==== Supplied records

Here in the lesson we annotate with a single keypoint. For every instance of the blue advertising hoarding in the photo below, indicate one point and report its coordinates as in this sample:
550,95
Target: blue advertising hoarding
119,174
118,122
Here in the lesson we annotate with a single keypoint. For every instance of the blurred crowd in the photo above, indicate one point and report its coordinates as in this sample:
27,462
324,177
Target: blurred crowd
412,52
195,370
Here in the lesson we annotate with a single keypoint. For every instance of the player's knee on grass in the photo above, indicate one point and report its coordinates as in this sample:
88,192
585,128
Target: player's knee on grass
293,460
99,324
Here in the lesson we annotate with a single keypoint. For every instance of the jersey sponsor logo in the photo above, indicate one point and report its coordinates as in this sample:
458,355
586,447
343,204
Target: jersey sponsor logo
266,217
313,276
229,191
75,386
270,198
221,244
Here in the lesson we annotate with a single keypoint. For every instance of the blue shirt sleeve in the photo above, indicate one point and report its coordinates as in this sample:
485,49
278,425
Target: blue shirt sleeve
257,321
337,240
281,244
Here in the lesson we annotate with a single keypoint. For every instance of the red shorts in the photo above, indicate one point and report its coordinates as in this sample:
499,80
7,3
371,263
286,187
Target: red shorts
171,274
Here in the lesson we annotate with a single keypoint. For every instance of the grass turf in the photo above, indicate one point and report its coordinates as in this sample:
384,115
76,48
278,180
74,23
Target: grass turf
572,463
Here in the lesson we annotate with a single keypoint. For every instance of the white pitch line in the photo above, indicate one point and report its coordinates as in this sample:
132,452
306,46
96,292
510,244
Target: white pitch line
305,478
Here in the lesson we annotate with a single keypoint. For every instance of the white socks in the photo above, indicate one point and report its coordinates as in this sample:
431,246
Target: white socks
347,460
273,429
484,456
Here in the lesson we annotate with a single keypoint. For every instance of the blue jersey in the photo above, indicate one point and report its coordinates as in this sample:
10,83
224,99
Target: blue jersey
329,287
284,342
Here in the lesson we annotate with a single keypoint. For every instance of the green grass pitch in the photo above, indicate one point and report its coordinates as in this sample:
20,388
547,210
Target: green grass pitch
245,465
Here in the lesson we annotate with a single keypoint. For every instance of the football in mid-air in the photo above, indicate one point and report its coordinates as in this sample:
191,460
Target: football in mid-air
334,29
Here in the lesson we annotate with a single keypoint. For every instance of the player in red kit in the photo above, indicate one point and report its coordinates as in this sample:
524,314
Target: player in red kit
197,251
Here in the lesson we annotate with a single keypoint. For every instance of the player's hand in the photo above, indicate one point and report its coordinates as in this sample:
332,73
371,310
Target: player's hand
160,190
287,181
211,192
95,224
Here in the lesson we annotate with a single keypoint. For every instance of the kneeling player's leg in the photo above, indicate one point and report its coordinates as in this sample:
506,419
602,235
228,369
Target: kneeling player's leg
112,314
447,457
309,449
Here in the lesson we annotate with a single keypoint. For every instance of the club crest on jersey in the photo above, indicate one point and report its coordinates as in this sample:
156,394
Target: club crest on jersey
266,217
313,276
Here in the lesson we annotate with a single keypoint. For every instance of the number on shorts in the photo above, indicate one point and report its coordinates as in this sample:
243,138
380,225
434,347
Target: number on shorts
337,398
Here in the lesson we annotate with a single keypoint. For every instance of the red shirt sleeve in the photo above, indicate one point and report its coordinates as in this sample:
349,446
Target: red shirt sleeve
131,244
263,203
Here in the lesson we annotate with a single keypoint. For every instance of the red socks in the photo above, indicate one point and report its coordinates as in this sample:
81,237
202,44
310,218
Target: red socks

========

* [What to work on] Produce an exact copy of the lines from the one containing "of the number" through the last line, and of nothing else.

* [Output below]
Here in the lesson we annotate with a single keypoint. For every instance of the number on shorts in the photo above, indicate one point and report its coordinates as in this sample:
243,138
380,225
434,347
Target: number on shorts
337,398
Here in the lesson we annotate with a single keypoint. For every instance of the red shirt sleeve in the photo above, indicate one point and report its coordinates as in this sample:
349,446
Target: red shirt sleeve
131,244
263,203
Here in the lesson we annotate with a single keypoint. For every instance of the red socks in the photo above, indicate one point and report its coordinates as in this sample:
81,237
202,44
310,218
Target: red socks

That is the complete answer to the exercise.